Stated task → Rewrite the records below, substituting "Points" for every "Results" and keeping everything else the same.

Task input →
■ ■ ■ ■ ■ ■ ■
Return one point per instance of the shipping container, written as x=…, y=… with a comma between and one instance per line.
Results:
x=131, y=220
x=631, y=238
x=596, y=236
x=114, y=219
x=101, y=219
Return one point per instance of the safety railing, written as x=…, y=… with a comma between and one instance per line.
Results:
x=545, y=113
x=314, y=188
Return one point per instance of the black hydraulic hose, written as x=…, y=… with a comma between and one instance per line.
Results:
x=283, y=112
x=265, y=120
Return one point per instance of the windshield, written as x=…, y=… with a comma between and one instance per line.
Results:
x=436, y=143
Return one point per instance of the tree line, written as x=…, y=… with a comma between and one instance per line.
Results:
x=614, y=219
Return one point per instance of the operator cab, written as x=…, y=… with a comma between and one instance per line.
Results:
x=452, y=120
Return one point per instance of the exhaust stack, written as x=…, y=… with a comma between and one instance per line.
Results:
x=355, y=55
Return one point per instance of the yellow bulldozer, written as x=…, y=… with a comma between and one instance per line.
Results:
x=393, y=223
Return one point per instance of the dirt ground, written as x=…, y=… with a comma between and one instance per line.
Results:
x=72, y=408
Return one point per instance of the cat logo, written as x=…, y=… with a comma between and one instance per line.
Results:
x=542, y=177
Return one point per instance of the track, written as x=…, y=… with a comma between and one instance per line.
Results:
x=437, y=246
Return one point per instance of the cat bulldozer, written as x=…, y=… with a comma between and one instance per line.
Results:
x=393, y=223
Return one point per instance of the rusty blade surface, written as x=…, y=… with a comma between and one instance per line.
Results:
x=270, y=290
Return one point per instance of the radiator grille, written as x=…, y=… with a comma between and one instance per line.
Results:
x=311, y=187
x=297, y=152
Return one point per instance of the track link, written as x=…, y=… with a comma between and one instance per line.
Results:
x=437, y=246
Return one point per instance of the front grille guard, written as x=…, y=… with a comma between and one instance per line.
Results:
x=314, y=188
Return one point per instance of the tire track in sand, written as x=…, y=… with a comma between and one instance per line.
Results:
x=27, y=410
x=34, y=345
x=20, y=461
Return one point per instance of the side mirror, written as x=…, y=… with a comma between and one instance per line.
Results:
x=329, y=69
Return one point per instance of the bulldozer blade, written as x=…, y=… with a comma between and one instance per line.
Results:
■ ■ ■ ■ ■ ■ ■
Response to the exercise →
Return one point per instance of the shipping container, written as x=…, y=… with a comma between and one instance per line.
Points:
x=131, y=220
x=631, y=238
x=596, y=236
x=114, y=219
x=101, y=219
Return one point per instance of the safety railing, written as x=…, y=… with a comma between and one instance per line.
Points:
x=545, y=113
x=314, y=188
Return one point per instance of the black hydraulic hose, written as x=…, y=… with a comma between and one instance per line.
Points:
x=283, y=112
x=265, y=120
Return one point per instance of the windshield, written as x=…, y=… with a comma between and one instance per line.
Points:
x=436, y=143
Return one point per instance of the tree line, written as x=…, y=… with a comma between and one instance per line.
Points:
x=614, y=219
Return one point per instance of the operator cab, written as x=…, y=… with a comma between and one instance per line.
Points:
x=452, y=120
Return one point per instance of the exhaust stack, written as x=…, y=… with a comma between and one instance per line.
Points:
x=355, y=55
Return one point per instance of the yellow bulldozer, written as x=…, y=… with a comma between and one instance per line.
Points:
x=393, y=223
Return one point per instance of the dirt ground, written as x=…, y=… with a comma between and one instance per line.
Points:
x=72, y=408
Return one point per instance of the cat logo, written as x=…, y=… with a comma between and one instance per line.
Points:
x=542, y=177
Return one point per instance of the track, written as x=…, y=… with a comma between and one instance per line.
Points:
x=437, y=246
Return one point per instance of the cat bulldozer, written as x=…, y=… with a comma between and one instance per line.
Points:
x=393, y=223
Return one point per instance of the rusty blade surface, written as x=…, y=… with a comma between and one instance per line.
Points:
x=270, y=290
Return one point per instance of the radiator grille, written as x=…, y=… with a comma between and one instance per line.
Points:
x=311, y=187
x=297, y=152
Return one point per instance of the track link, written as x=…, y=… with a comma between and one instance per line.
Points:
x=437, y=246
Return one point per instance of the front grille guard, written as x=…, y=… with a comma between and one instance per line.
Points:
x=314, y=188
Return one point per instance of the tire track in sand, written as x=…, y=… with a comma between and one instance per line.
Points:
x=27, y=410
x=34, y=345
x=20, y=461
Return one point per instance of the side mirror, written as x=…, y=… with a comma between and one instance per line.
Points:
x=329, y=69
Return one point per instance of the bulldozer blade, written as x=…, y=… with a comma between and one instance per line.
Points:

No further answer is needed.